* TEXT TO READ *

Frost & Sullivan, a multinational research and consulting company hosted an event, the Digital Media India Summit --"The New Digital Broadcast Era- Who can make money & how,"on Oct 18 at Hotel Hyatt Regency, Mumbai. The event addressed issues related to current and future trends such as high definition, leveraging content management, deploying TV-everywhere, using digital analytics, and monetizing digital Pay-TV services successfully. The objective of the forum was to provide key takeaways that could be adapted, deployed and optimized for long term top-line and bottom-line growth.
On the side of the summit, Cable Quest talked to Mrs Roop Sharma, President Cable Operators Federation of India (COFI) who was a panelist in a discussion on 'Pay TV- Monetizing it Effectively', representing LCOs and independent cable operators. We got the first hand information from her on LCOs role in the process of digitization and problems encountered for monetizing the same. Mrs Sharma has very deep roots in cable TV business in India, being the first cable operator in North India and also has been representing LCOs and Independent cable operators in the government since 1994.
CQ : What are the challenges to the growth of pay TV contribution to the revenue pie and ultimately the bottom line?

[Items from a data source]
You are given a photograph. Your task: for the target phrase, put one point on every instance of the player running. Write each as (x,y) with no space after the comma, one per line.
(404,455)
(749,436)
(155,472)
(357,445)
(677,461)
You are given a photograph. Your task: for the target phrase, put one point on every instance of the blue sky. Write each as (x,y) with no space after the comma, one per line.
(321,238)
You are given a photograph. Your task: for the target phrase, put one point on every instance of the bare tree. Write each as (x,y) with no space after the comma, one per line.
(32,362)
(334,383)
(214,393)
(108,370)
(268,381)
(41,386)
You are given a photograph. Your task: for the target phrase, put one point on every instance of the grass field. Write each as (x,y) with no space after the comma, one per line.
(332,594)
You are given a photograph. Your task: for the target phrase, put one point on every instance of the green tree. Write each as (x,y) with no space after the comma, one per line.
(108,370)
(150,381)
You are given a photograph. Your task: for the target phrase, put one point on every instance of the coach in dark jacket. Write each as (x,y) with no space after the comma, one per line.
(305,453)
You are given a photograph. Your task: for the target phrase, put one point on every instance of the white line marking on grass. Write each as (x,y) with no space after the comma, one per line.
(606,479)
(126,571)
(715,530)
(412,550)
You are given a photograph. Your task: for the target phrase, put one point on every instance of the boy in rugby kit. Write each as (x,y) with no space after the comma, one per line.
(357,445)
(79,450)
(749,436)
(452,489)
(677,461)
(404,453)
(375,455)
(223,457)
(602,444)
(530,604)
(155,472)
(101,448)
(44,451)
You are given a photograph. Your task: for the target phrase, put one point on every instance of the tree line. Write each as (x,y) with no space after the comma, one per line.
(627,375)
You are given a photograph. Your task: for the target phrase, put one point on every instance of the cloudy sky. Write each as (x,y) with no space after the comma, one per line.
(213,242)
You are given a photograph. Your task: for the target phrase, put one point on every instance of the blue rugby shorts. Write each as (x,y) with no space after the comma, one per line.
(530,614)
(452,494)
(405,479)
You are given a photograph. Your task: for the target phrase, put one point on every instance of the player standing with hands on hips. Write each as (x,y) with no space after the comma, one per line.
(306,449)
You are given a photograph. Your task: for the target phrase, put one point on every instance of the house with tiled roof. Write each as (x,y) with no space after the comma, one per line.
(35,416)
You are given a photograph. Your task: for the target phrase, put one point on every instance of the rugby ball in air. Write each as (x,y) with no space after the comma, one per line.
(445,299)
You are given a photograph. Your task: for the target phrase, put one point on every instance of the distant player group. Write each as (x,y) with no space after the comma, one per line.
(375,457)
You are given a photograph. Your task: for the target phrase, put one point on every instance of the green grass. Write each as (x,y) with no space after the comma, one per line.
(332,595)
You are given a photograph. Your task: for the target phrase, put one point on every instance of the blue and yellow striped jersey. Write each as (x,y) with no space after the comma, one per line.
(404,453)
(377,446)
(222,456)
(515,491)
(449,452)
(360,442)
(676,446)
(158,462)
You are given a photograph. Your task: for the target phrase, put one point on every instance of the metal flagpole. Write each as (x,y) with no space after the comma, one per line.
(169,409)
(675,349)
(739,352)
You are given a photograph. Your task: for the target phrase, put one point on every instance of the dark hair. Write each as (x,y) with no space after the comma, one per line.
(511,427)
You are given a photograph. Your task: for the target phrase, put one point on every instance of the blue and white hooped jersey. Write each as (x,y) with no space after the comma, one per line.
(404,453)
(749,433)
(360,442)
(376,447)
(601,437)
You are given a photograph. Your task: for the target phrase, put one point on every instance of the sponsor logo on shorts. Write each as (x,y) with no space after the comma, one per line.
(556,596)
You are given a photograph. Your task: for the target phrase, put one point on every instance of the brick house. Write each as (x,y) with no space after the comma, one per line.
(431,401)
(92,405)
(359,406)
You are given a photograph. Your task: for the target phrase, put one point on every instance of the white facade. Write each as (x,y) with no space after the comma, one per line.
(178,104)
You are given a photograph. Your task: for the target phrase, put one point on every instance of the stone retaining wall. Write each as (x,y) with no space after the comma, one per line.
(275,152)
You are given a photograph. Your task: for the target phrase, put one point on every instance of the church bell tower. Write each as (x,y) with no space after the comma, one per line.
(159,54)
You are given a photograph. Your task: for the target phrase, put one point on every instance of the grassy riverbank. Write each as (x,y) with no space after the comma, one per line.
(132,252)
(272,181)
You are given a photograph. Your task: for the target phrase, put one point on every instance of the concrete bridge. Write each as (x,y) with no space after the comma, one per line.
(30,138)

* DO THIS *
According to the summit text above, since what year has Roop Sharma represented LCOs and independent cable operators in the government?

* SOLUTION TO THIS EXERCISE *
Since 1994.